§ **DOCUMENT TEXT**:
▬▬▬

Yet when the first bell rang in September at the John H. Johnson Leadership Academy for Young Men, a small school for boys housed at Jefferson, there was no certified math teacher. That’s still true today.
Due to a strict district staffing formula that gives schools a certain number of teachers based on how many students are enrolled, the Young Men’s Academy got just three teachers to cover everything from language arts to algebra—from the elementary- to the high-school level. That’s one more than the formula requires.
Today, about 55 boys in the sixth through ninth grades attend the North Portland school, which was supposed to offer a “rigorous college preparatory curriculum,” according to marketing material.
Now, parents of at least 10 percent of the students want out. They’re on the verge of transferring their boys—midway through the semester—because the school can’t offer adequate instruction in the basics, they say.

▬▬▬

§ **WORKING DATA**:
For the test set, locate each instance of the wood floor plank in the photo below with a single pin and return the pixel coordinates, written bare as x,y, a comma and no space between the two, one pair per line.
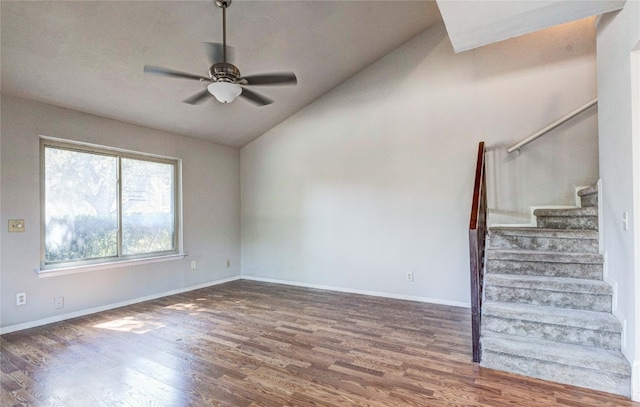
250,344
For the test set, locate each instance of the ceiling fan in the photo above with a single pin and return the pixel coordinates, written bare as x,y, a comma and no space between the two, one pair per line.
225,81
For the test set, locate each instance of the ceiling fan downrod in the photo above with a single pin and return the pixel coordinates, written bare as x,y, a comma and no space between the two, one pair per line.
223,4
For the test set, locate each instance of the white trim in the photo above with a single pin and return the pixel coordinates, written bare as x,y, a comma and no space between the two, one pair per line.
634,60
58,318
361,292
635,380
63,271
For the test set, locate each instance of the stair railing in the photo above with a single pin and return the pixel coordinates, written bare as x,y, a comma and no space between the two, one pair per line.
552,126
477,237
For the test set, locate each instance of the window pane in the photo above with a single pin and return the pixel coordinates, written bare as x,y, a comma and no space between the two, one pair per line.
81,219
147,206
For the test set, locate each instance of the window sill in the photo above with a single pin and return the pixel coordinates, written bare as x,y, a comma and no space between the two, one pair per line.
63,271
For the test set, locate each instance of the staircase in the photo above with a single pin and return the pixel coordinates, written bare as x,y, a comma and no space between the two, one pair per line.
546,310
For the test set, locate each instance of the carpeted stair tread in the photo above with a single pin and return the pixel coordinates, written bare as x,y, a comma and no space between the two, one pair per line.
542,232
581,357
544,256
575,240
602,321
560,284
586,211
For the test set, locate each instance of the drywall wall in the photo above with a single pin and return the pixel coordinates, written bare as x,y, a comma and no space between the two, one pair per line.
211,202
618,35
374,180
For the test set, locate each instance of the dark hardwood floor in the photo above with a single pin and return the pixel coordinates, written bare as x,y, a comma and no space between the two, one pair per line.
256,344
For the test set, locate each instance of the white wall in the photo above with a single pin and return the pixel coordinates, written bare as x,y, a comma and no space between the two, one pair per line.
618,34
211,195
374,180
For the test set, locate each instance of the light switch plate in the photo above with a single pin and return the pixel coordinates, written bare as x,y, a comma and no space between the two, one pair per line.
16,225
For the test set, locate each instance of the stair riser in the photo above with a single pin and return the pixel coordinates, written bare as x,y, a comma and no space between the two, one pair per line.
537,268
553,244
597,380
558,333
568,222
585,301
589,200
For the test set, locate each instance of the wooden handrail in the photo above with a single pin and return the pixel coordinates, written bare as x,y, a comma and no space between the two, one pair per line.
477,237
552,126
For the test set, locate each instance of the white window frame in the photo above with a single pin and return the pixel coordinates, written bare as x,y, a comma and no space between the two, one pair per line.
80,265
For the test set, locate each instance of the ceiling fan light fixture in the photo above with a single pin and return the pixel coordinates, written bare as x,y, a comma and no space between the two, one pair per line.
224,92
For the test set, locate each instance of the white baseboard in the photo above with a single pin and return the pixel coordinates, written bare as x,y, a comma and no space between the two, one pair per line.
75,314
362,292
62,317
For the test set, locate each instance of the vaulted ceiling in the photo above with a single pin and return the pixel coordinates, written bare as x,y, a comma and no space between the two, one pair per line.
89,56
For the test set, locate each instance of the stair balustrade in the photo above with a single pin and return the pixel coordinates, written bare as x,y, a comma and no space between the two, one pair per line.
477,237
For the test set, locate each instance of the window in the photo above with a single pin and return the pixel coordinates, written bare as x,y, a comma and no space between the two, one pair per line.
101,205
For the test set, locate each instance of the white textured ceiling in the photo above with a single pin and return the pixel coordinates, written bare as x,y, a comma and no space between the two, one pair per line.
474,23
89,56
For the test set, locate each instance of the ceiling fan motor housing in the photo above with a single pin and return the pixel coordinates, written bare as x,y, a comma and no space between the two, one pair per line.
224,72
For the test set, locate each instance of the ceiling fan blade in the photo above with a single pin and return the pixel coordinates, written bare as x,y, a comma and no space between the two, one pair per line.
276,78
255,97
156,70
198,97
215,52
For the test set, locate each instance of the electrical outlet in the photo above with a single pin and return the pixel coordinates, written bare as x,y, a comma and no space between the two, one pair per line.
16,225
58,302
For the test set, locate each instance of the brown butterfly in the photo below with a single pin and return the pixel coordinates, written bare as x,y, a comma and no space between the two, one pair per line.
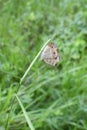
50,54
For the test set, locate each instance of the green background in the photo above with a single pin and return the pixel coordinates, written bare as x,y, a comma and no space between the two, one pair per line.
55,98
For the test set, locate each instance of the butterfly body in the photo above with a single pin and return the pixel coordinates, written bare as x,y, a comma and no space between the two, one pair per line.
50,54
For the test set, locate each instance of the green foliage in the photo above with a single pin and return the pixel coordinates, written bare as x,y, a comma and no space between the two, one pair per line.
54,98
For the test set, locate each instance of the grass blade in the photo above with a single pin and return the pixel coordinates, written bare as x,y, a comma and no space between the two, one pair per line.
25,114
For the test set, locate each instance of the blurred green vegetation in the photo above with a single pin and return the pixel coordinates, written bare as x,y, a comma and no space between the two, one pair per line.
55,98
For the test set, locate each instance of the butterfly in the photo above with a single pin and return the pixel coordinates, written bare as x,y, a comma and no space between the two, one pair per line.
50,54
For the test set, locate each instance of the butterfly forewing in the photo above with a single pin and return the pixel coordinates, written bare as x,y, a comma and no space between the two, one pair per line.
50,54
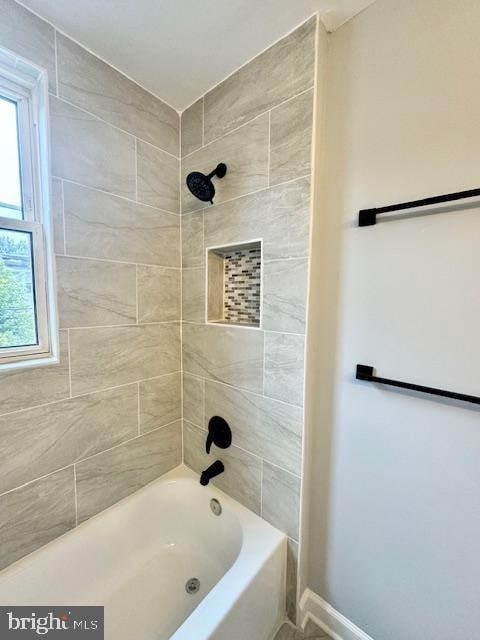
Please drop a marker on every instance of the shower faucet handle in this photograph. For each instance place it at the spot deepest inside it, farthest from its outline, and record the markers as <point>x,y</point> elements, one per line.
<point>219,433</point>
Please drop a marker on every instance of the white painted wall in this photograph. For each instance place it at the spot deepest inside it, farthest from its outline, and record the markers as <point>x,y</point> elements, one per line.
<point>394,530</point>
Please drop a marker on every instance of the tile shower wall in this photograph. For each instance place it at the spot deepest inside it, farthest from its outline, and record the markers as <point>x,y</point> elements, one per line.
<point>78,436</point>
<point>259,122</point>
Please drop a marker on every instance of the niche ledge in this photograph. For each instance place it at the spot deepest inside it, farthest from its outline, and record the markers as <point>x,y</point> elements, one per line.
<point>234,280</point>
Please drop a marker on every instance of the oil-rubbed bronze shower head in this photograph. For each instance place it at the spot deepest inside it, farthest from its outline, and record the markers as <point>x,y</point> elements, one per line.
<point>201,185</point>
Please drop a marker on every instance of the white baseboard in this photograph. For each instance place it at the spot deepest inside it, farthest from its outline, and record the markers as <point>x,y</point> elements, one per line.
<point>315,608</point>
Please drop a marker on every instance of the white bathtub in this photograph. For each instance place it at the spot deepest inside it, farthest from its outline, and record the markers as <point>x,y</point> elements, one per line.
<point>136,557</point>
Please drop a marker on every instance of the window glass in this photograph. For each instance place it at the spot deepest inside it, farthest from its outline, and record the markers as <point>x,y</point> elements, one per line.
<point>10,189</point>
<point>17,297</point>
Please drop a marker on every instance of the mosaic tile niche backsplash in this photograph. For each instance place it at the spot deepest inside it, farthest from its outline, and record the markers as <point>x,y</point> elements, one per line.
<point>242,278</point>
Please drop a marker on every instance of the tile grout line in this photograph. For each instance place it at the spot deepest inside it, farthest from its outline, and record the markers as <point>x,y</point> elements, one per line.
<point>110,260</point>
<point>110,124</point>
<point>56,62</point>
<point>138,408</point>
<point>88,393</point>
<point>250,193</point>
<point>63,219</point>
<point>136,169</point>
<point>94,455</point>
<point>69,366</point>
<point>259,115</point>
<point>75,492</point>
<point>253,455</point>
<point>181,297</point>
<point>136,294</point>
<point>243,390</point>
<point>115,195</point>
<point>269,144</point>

▬▬▬

§ **WRITTEN TASKS**:
**A.** Repeat the rows word for word, from the line containing "Please drop a marker on every instance of the white baseboard" through the line containing "<point>17,297</point>", including both of those lines.
**B.** Pick up the passage about the Young Men's Academy in North Portland where it stops and keep writing.
The rows are unrelated to the text about the boys' academy in Portland.

§ **ANSWERS BELOW**:
**A.**
Please drop a marker on every instance of the white baseboard in this photograph. For each instance place it at the spot deepest inside it, farthest from its outline, and record the markers as <point>x,y</point> elements, one per line.
<point>315,608</point>
Please drop a marker on every instance of the white bathtub in this photograph. For each instance place it at the spot deepest inside it, farthest from its outline, and record the markers as <point>x,y</point> elements, one per line.
<point>136,557</point>
Please drop a marker on every instance of the window glass in this photograph. For each instance place it at the spot deepest inside it, farthest from its outline, and record the markers as <point>x,y</point> elements, one per line.
<point>10,189</point>
<point>17,297</point>

**B.**
“It’s getting to the point where I’m ready to pull my sons out,” says Jerry Lincoln, who has two boys, in the sixth and seventh grades. “The School Board needs to support the school a lot more.”
But because the program’s future success depends on having more students at the school, administrators have already tried to block some parents from taking advantage of what’s known as a “hardship” transfer. One mother granted such a transfer for her son was then told the district preferred coming up with a plan to keep her son at Jeff.
“That has been the overall strategy,” says Cynthia Harris, the school’s top administrator. As of Monday, six students had petitioned to leave the school so far this year. Only one has been given permission.
That resistance has further angered some mothers and fathers.
“They can’t define a parents’ responsibility to make decisions for their children,” says one mother, who refused to be identified. “The Young Men’s Academy lacks everything.”
The unrest is discouraging because:
- The district spent $30,000 in grant money from the Bill and Melinda Gates Foundation to recruit students and plan a curriculum beginning in January.
- Brochures promised classes in business and law that haven’t been put in place.
- The district has made exceptions to its staffing formula to add extra teachers elsewhere, such as the Winterhaven K-8 magnet school last year, when it used the district’s general revenue money to pay one bonus teacher’s salary.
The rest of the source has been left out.